"""

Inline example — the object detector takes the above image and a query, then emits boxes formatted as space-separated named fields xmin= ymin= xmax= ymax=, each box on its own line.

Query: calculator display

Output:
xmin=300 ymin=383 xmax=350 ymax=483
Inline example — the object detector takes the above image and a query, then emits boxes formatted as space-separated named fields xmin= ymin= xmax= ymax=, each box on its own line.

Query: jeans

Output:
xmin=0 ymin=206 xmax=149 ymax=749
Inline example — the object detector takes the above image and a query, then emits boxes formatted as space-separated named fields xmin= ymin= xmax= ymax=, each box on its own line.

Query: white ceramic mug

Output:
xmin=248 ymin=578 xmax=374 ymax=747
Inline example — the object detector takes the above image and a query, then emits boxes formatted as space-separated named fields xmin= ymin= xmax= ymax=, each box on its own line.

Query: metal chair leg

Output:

"""

• _EXERCISE DIRECTIONS_
Write out the records again, exactly as given.

• _SOLUTION TO THIS PROBLEM_
Inline example — the object detector takes the above image and a query, then emits boxes formatted as space-separated named fields xmin= ymin= xmax= ymax=, each box on its own line.

Query: calculator display

Output:
xmin=300 ymin=383 xmax=350 ymax=483
Inline example — the object detector takes the above image and a query, then emits boxes formatted as space-separated named fields xmin= ymin= xmax= ymax=, each box on its own line.

Query: jeans

Output:
xmin=0 ymin=206 xmax=149 ymax=749
Inline example — the object detector takes the above image and a query, then emits boxes formatted as space-separated named fields xmin= ymin= xmax= ymax=, each box on its own line.

Query: white ceramic mug

Output:
xmin=248 ymin=578 xmax=374 ymax=747
Inline example — the object detector takes the above image and a query, then emits boxes formatted as space-separated named fields xmin= ymin= xmax= ymax=, each box on its own line.

Query: metal chair leg

Output:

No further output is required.